SHORT TASK 1 — In the article about "Bwakaw," list the themes that Jun tackled in his script and direction.
SHORT TASK 2 — According to the article about "Bwakaw," what does the word "Bwakaw" mean?
SHORT TASK 3 — Resume the article about "Bwakaw" from its last sentence.

QUOTED PASSAGE —

JUN Lana, left, and his two brilliant performers— Eddie Garcia, right, and Princess.

LOS ANGELES—Now that we’ve seen Jun Robles Lana’s “Bwakaw,” we understand why it was the buzz in the last Cinemalaya Philippine Independent Film Festival.

“Bwakaw”—a comedy-drama which won the best actor (Eddie Garcia), audience choice and Netpac awards at the fest—will be screened at the Toronto International Film Festival (under Contemporary World Cinema) and the New York Film Festival (Main Slate).


Fortissimo Films, a multinational film production, sales and distribution company, has already acquired the worldwide rights to “Bwakaw.”


Refreshing and wonderfully restrained, “Bwakaw” is alternately funny and poignant as it narrates the life of Rene (portrayed by Eddie) a grumpy loner in his 70s, and his dog (Princess) in a small town.

In his script and direction, Jun tackled such themes as missed opportunities, second chances, fears of growing old and alone, and friendship. The film’s rustic Laguna location, as lensed by Carlo Mendoza, adds to its appeal.

Jun dedicated the film to his writing mentor, the late playwright and author Rene O. Villanueva—who also inspired the main character.

In her feature film acting debut, the dog Princess, a last- minute replacement, manages to steal scenes from the estimable Eddie. She’s “even smarter than some actors I know,” Jun quipped.

Bwakaw, Tagalog street slang for voracious or greedy, is Princess’ character’s name.

Jun, a Communication Arts graduate of the University of Santo Tomas, was 33 when he became the youngest member of the Palanca Awards for Literature’s Hall of Fame in 2006. Now 39, Jun said “Bwakaw” was a return to his roots of writing acclaimed screenplays after directing commercial films.


If he stays on the path he blazes with “Bwakaw” and makes good his plan to direct two old scripts of his which sound very promising, Philippine cinema may have a formidable new voice.

Below are excerpts from our e-mail interview:

What was your inspiration for the story?

I wrote “Bwakaw” as a way of remembering my writing mentor, celebrated Filipino playwright Rene Villanueva, who died in 2007. When I started the screenplay, all I had was a fictional character I based heavily on Rene, a man who is always at odds with himself and the world, and who is at once generous and harsh. The character fascinated me enough to build a story around him, playing on themes that have personal resonance—time, memory and the loss of it, vulnerability and how desire is inextricable from our lives.

RAW RECORDS —
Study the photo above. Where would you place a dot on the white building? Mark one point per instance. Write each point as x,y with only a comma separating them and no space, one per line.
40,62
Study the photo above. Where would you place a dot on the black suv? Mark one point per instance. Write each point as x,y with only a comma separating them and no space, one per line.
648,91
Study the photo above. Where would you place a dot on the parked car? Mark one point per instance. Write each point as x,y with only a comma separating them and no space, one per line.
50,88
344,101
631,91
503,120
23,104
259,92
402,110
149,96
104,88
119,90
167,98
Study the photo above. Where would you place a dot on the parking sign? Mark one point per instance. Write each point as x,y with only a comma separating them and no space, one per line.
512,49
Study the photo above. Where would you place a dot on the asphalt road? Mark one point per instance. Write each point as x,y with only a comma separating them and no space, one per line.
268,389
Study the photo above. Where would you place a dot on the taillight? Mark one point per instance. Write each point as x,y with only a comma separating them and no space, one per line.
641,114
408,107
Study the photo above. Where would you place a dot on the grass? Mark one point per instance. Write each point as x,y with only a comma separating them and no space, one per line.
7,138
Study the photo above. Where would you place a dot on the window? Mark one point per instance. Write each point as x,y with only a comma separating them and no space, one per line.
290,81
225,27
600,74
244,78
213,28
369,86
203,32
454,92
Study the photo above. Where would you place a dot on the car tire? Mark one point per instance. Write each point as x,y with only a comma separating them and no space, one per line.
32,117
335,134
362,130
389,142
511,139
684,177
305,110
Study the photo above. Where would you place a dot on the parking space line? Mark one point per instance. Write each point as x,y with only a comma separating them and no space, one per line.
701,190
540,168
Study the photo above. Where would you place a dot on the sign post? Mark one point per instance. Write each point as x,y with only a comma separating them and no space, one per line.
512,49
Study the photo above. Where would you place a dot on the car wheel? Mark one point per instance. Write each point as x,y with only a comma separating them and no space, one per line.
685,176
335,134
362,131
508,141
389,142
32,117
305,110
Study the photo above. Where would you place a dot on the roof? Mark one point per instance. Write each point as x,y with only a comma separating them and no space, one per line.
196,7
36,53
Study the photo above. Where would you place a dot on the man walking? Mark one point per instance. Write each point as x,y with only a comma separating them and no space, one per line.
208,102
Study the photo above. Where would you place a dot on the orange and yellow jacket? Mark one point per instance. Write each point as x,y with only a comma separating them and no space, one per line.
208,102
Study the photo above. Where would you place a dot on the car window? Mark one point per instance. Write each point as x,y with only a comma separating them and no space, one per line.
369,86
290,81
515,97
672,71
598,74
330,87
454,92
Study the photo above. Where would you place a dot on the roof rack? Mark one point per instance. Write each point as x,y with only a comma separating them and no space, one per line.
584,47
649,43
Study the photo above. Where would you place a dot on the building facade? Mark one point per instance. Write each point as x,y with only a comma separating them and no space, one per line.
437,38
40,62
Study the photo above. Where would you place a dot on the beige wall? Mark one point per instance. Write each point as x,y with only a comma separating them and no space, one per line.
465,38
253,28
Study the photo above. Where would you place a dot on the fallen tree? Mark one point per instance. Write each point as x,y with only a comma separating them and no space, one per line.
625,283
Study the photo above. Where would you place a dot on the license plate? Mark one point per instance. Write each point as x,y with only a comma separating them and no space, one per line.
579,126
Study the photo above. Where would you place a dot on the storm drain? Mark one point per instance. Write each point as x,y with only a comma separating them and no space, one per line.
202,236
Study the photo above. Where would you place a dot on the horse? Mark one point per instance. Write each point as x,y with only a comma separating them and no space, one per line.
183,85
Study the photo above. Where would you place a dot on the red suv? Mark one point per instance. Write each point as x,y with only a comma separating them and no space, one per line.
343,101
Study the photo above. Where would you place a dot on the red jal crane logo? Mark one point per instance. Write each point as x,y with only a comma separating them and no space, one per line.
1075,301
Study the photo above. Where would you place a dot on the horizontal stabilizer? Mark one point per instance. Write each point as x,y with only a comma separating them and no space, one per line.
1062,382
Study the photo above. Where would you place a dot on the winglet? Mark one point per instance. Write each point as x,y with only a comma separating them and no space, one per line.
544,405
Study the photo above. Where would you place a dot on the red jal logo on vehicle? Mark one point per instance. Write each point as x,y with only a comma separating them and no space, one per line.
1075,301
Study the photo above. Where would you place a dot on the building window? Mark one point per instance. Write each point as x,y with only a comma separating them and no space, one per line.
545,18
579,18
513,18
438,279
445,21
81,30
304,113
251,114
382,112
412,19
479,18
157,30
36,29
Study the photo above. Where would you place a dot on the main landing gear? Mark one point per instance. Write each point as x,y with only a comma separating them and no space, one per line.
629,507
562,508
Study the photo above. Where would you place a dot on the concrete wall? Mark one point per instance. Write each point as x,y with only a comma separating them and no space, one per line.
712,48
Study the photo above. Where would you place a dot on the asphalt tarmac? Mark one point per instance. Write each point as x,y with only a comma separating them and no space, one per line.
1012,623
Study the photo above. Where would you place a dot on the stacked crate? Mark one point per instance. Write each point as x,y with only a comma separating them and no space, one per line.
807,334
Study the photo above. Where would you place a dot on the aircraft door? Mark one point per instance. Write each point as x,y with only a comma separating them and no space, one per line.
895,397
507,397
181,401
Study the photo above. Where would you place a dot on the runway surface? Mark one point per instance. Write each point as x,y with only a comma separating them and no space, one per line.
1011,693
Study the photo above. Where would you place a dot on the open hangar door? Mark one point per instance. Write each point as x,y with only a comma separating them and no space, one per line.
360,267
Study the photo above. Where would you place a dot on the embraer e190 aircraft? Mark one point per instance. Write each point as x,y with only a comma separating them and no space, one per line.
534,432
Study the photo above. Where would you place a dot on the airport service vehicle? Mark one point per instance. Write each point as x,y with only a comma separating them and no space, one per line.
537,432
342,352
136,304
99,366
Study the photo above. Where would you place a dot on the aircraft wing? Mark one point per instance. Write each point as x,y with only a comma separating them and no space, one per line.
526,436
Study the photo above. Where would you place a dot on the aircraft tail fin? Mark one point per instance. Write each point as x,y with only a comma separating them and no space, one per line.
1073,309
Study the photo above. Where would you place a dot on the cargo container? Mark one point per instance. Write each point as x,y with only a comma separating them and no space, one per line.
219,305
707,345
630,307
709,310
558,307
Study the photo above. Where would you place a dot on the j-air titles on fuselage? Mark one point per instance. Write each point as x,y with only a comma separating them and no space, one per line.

EXERCISE RESPONSE 1 —
Missed opportunities
Second chances
Fears of growing old and alone
Friendship

EXERCISE RESPONSE 2 — It is Tagalog street slang for voracious or greedy.

EXERCISE RESPONSE 3 —
Structurally, I envisioned “Bwakaw” as a narrative made up of vignettes about opportunities gone by and second chances; the fear of growing old and growing old alone; and friendship—particularly with a dog.

You show admirable restraint here. How did you set the tone that you wanted?

From the beginning it was clear to me that the best way to capture the spirit of the film, especially the unbearable silences and sadness in Rene’s life, was to be sparing with my coverage and camera movement. I knew I needed music to highlight certain parts, but it had to be very subdued. To show that life has become a boring routine for Rene, I employed a lot of repetition in terms of shots. Color is a vital part of the storytelling, and my cinematographer Carlo Mendoza and I took great pains in grading and regarding the film to achieve the look of faded photographs that gradually come into color when Rene falls in love.

Since “Bwakaw” is a tribute to my mentor, I also didn’t want the tone to be bleak. When I pitched the concept to Cinemalaya, I told the committee that I would employ a lot of humor in the storytelling. I felt that with humor to break and punctuate the silences in Rene’s life, I would be able to balance the tone and also show Rene’s tender side and reveal other facets of his character.

A very favorable online review by Oggs Cruz praised your earlier screenplays but lamented your directorial work. Cruz wrote that “Bwakaw” seems to be your “belated apology” for the “misdirection” of your career. Was it intentional on your part to do something different from your previous films?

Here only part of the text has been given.